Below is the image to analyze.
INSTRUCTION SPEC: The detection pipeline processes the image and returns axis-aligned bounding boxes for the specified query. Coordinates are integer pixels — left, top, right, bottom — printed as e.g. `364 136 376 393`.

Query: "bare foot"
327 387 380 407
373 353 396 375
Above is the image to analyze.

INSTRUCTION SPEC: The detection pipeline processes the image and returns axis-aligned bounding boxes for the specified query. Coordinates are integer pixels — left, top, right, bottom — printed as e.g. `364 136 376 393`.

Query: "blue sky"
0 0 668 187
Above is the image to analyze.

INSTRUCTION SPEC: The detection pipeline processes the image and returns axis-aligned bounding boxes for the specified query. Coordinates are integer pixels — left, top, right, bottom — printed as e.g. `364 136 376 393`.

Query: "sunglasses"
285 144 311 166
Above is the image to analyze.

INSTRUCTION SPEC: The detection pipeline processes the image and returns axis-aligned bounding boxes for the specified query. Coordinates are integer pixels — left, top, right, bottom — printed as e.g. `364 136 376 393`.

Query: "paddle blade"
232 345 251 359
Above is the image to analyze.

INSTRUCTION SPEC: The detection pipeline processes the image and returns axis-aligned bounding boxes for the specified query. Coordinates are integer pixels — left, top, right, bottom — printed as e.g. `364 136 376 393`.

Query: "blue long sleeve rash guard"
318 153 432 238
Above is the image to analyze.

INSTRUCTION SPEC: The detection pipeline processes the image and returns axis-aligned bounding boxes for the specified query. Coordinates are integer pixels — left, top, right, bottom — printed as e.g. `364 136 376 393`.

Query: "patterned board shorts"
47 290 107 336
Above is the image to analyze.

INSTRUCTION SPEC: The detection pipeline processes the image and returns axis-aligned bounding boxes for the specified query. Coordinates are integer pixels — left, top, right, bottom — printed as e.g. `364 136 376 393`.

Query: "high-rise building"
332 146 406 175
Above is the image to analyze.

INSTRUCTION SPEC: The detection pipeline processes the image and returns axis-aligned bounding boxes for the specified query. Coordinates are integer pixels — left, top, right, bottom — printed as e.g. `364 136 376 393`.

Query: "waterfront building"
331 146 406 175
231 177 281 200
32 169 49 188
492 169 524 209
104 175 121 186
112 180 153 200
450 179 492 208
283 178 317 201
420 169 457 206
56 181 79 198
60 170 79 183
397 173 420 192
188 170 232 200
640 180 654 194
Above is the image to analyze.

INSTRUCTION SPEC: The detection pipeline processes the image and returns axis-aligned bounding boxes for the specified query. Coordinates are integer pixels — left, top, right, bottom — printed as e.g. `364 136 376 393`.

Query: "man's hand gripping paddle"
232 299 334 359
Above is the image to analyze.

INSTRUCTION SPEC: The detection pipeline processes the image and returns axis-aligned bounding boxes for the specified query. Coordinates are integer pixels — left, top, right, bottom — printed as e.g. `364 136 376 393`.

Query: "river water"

_ _ _ _ _ _ _

[What is required] Write out the whole listing above line for line, with no changes.

[Complete answer]
Below is the image to analyze.
INSTRUCTION SPEC: The detection pipeline processes the image and returns axis-aligned bounding boxes for the specified query. Coordinates are integer pixels — left, top, right, bottom — printed as e.g. `364 136 376 393`.

Query: "bare foot"
327 387 380 407
373 353 396 375
Above is the image to analyze.

INSTRUCTION SPEC: The detection pipeline processes the image and returns axis-aligned bounding boxes for the specified query. Coordinates are integer pixels — left, top, right, bottom — printed as e.g. `364 136 376 393`.

Query: "blue sky"
0 0 668 187
Above is the image to analyze.

INSTRUCTION SPEC: The detection pipeline processes the image and returns axis-aligned bounding boxes for the specified query. Coordinates are integer pixels — left, top, right, bottom — printed as e.g. `364 136 376 393`.

Query: "sunglasses"
285 144 311 166
Above is the image to analyze.

INSTRUCTION SPEC: The detection pipeline processes the image and returns axis-aligned bounding boxes for the specified query. Coordinates are integer pixels — left, top, right, bottom — printed as e.g. `364 136 376 393`.

Query: "paddle blade"
232 345 251 359
Above is the image to analyze.

INSTRUCTION SPEC: The detection pipeline processes the image and returns axis-aligned bounding boxes for the specified query. Coordinates are integer pixels — left, top, right, bottom — printed as e.g. `364 136 376 393`.

Query: "blue long sleeve rash guard"
318 153 432 238
Above is the image to analyze.

INSTRUCTION SPEC: The detection pipeline processes the image and returns axis-aligned bounding boxes for the specified query. Coordinates are integer pixels — left, top, right, bottom — printed as e.g. `364 136 376 393`.

Query: "patterned board shorts"
47 290 107 336
Above is the image to analyze.

INSTRUCTION SPEC: The detection pipeline processes the image and returns axis-aligned bounding boxes for the specified query. Coordinates are integer pixels — left, top, right, bottom — printed as e.g. `364 136 376 393`.

Query: "high-rise building"
332 146 406 175
Above is the image to analyze.

INSTRUCTION SPEC: The detection pipeline processes the image and returns axis-aligned bounding boxes for the specified query. Coordinates are integer pixels — left, top, right, bottom — printed as e.g. `364 136 376 393`.

Query: "waterfront building"
331 146 406 175
231 177 281 200
32 169 49 188
492 169 524 209
104 175 121 186
112 180 153 200
450 179 492 208
283 178 317 201
420 169 457 206
56 181 79 198
60 170 79 183
397 173 420 192
188 170 232 200
640 180 654 194
Above is the image to analyze.

INSTRUCTION SPEC: The detection pipeline processes the image and returns axis-aligned bounding boxes for the specified query. Coordinates are integer pixels — left, top, right, bottom — printed as e.g. `364 136 376 393`.

Query: "man's hand gripping paddle"
232 299 334 359
Above is the image to analyze.

INSTRUCTION SPEC: The detection pipeline processes the image and returns axis-aligned bounding boxes for the specified query. Coordinates are integer pixels — left, top, right, bottom — printed as e.g. `364 136 376 393`.

Query: "river water"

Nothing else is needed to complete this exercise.